[Opening Records to use section]
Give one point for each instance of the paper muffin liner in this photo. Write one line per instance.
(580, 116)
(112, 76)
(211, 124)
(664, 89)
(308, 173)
[Closing Records to use section]
_Aim of the exercise_:
The records above need to be retyped in full, exactly as they stand.

_Exercise solution_:
Give one point for each instance of the paper muffin liner in this photo. Write one line per instance.
(580, 116)
(112, 76)
(211, 124)
(664, 89)
(308, 173)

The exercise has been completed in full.